Exercise requirements
Extract the data exactly, missing nothing.

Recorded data
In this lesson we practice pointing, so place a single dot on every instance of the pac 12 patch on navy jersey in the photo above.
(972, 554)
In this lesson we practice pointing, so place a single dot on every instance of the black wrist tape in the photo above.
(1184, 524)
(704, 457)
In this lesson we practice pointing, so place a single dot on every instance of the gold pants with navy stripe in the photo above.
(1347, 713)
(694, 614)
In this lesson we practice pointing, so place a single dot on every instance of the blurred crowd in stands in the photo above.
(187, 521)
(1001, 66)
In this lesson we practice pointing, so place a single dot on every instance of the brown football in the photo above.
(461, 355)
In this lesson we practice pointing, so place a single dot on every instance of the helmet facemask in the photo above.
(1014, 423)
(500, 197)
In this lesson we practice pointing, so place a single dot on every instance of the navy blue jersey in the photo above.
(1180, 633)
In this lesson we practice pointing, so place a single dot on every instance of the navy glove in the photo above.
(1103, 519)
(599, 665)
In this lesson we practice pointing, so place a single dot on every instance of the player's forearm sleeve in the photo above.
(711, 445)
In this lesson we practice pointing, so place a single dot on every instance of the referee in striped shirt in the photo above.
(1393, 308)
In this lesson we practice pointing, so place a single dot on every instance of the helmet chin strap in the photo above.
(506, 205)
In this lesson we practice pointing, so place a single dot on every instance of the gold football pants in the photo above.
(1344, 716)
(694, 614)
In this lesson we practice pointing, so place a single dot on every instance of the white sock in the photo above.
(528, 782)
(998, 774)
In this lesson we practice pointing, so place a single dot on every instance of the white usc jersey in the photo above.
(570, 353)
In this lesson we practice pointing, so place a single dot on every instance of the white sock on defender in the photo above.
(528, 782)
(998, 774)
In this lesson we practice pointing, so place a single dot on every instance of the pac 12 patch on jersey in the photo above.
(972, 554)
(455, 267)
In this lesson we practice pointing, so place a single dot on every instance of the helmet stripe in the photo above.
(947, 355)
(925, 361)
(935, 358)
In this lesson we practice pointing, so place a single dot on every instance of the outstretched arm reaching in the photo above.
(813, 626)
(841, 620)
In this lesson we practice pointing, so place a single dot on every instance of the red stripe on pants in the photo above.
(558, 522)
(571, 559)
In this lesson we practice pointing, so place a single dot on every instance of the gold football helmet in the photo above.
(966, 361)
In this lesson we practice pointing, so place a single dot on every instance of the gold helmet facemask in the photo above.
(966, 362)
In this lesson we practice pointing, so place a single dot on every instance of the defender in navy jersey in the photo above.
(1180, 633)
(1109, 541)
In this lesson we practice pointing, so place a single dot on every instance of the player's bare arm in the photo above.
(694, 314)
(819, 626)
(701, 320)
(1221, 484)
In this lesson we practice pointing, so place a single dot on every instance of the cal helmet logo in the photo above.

Exercise solution
In this lesson we practice pointing, so place a single dot on every instance of the pac 12 patch on navy jersey in the photo above.
(972, 554)
In this lesson we practice pointing, so place a single dot on every instance of the black wrist tape in the photo above.
(1184, 524)
(704, 457)
In this lesson we practice pointing, so place a single dot on every instance of the gold pants with navy stripe in the photo above.
(1347, 713)
(694, 614)
In this lesson we practice pointing, so place a single dot on every instance of the blurred crowd in stands in the photo above.
(187, 521)
(1001, 66)
In this lesson we practice pointing, so place a single dot on every instance of the brown football in the photo above.
(461, 355)
In this lesson we practice pointing, so place a single dot on every instance of the helmet facemask in the photo above.
(1014, 423)
(500, 197)
In this lesson we practice pointing, so place a single dot on every instance of the navy blue jersey in the photo above.
(1180, 633)
In this lesson we practice pointing, so place a single dot on every instance of the navy glove in the photo above.
(1103, 519)
(599, 665)
In this lesson we practice pointing, so place a single dot on every instance of the player's forearm sleeve in the photo above.
(711, 445)
In this lesson we practice pointing, so place a single dot on every instance of the referee in striped shirt in the photo above.
(1393, 308)
In this lesson we practice pointing, so place a single dot on every instance of the helmet chin strap in the photo above.
(506, 205)
In this lesson we practice pointing, so place a single dot on every instance of the gold football pants in the photo above.
(1344, 716)
(694, 614)
In this lesson we practice pointing, so place a single dot on every instance of the white sock in the photo above.
(528, 782)
(998, 774)
In this lesson we practice pointing, so place a single dot on every instance of the white usc jersey in the photo above.
(570, 353)
In this lesson we practice pointing, so place a single dot on every instance of the white sock on defender in the photo above.
(528, 782)
(998, 774)
In this lesson we practice pointing, so place a single dot on every instance of the pac 12 patch on jersey in the photo above.
(972, 554)
(455, 267)
In this lesson we practice pointing, so place a single dot on every instance of the helmet stripe in the photo above.
(947, 355)
(925, 361)
(935, 358)
In this lesson we practice pointing, so place a single dot on every instance of the outstretched arm reaching in the photo above.
(813, 626)
(841, 620)
In this lesson we practice pointing, so place a single dot on every instance of the red stripe on pants in the photo above.
(558, 522)
(571, 559)
In this lesson we practice pointing, so place a single dot on every instance of the gold football helmet in the photo above.
(966, 361)
In this lesson we practice pointing, so place a single dot on every instance of the gold helmet facemask in the photo above.
(966, 362)
In this lesson we practice pointing, so place a single dot on every instance of the defender in navy jersey in the photo above.
(1180, 633)
(1109, 541)
In this lesson we practice pointing, so place a single dot on every instance of the player's bare arm in the photo above.
(694, 314)
(819, 626)
(701, 320)
(1221, 484)
In this lesson we practice pointing, so place a single dot on every instance of the cal helmet logo in the photo above.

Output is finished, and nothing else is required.